Stelle die Zeilen des Materials unten als Markdown-Tabelle dar, beginnend mit der Zeile, die „Exercise. Point out the dark“ enthält, bis einschließlich der Zeile, die „Exercise. Point out the boy“ enthält. Lass Leerzeilen weg und verwende die Spalten „Nr“ für die laufende Nummer und „Zeile“ für den Zeileninhalt.

**Datenteil**
* * *

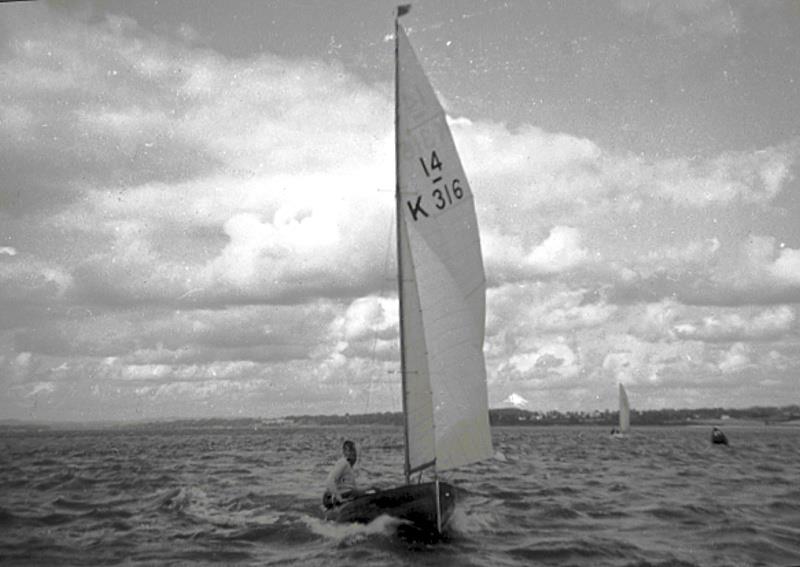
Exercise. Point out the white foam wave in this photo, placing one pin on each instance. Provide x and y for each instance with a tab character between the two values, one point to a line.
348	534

* * *

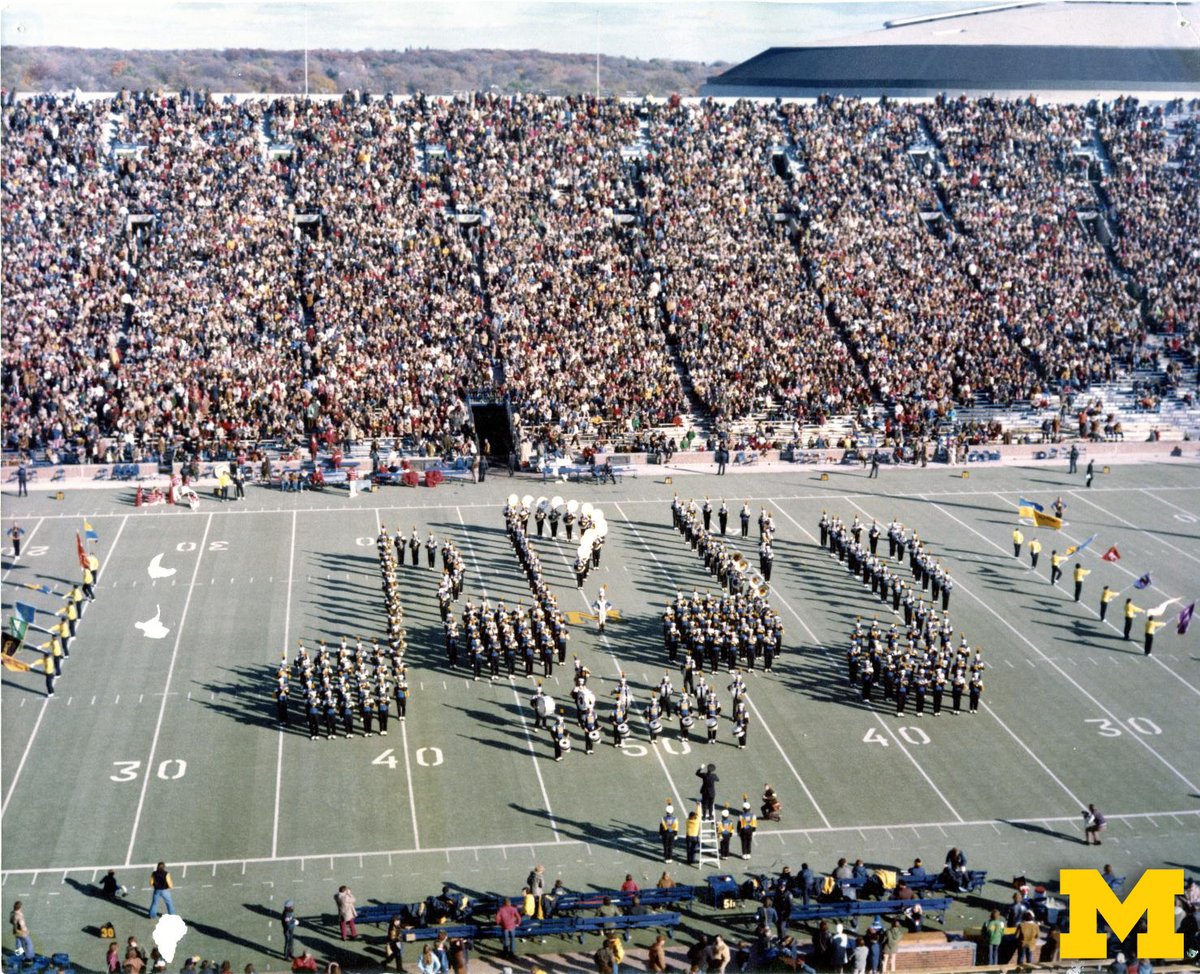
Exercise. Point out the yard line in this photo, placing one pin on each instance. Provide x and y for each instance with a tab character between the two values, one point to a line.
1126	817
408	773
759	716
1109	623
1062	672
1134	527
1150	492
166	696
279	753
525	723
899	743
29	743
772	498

* * *

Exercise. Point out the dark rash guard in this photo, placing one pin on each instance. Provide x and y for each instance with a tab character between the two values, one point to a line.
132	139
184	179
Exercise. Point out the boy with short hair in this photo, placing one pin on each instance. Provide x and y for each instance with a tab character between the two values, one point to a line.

* * *

**Lösung**
| Nr | Zeile |
|---|---|
| 1 | Exercise. Point out the dark rash guard in this photo, placing one pin on each instance. Provide x and y for each instance with a tab character between the two values, one point to a line. |
| 2 | 132	139 |
| 3 | 184	179 |
| 4 | Exercise. Point out the boy with short hair in this photo, placing one pin on each instance. Provide x and y for each instance with a tab character between the two values, one point to a line. |